(Перечень заданий)
1) Дословно воспроизведите часть фрагмента о пьесах Алексея Толстого, начиная со слов «Пьесу возили даже» и заканчивая словами «Митьке пьеса понравилась.».
2) Определите, соответствуют ли фрагменту о пьесах Алексея Толстого утверждения (a), (b) и (c). На каждое ответьте «да» или «нет» и точно процитируйте слова фрагмента, на которых основан ответ.
(a) Роль шпика Девяткина в пьесе «Азеф» исполнял сам автор.
(b) Пьеса «Азеф» была поставлена актерами Художественного театра.
(c) Билеты на представление с участием Толстого достать было нетрудно.
3) Ответьте на вопросы по фрагменту о пьесах Алексея Толстого:
(a) В какой заграничный город возили пьесу?
(b) Кем был Азеф, согласно фрагменту?
(c) Какие вещи печатались в журналах?

(Фрагмент документа)
Пьесу возили даже за границу, в Париж, где ее смотрел “Митька” Рубинштейн231, знаменитый петроградский банкир военных лет России, человек, близкий к Распутину, к царю. Говорят, Митьке пьеса понравилась.

Вскорости Толстым была изготовлена по тому ж рецепту пьеса “Азеф” об известном предателе эсеровской партии232. “Азеф” был поставлен актерами Малого театра, где Н. М. Радин233 играл Азефа, а эпизодическую роль шпика Девяткина – сам автор, граф Алексей Толстой.

Достать билеты на представление, где актерствовал Толстой, не было, конечно, возможности.

В журналах печатались: “Союз пяти”, “Гиперболоид инженера Гарина”, “Ибикус” – все в высшей степени читабельные вещи, написанные талантливым пером.

Но все, напечатанное до “Гадюки”, встречалось как писания эмигранта, как квалифицированные рассказы в сущности ни о чем.

(Материал)

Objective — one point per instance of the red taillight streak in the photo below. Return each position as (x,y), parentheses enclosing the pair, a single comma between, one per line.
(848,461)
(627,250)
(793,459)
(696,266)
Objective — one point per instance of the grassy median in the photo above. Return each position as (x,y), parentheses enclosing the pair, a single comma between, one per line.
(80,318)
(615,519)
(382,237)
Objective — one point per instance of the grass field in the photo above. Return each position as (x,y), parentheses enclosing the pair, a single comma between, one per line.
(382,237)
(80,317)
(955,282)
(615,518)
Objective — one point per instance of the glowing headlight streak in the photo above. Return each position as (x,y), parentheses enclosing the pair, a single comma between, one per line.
* * *
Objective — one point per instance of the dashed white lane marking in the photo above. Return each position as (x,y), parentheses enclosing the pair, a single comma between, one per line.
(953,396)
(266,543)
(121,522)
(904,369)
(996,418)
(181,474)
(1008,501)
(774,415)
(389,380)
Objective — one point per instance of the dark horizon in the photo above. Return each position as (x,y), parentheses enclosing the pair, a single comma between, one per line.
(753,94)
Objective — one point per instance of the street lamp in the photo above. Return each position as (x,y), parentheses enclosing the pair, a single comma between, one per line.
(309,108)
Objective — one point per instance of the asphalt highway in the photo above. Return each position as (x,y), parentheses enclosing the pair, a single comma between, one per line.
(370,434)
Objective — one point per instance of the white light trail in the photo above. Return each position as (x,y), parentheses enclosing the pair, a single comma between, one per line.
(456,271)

(Ответы)
1)
Пьесу возили даже за границу, в Париж, где ее смотрел “Митька” Рубинштейн231, знаменитый петроградский банкир военных лет России, человек, близкий к Распутину, к царю. Говорят, Митьке пьеса понравилась.

2)
(a) Да: «эпизодическую роль шпика Девяткина – сам автор, граф Алексей Толстой».
(b) Нет: «“Азеф” был поставлен актерами Малого театра».
(c) Нет: «Достать билеты на представление, где актерствовал Толстой, не было, конечно, возможности».

3)
(a) В Париж.
(b) Известным предателем эсеровской партии.
(c) «Союз пяти», «Гиперболоид инженера Гарина» и «Ибикус».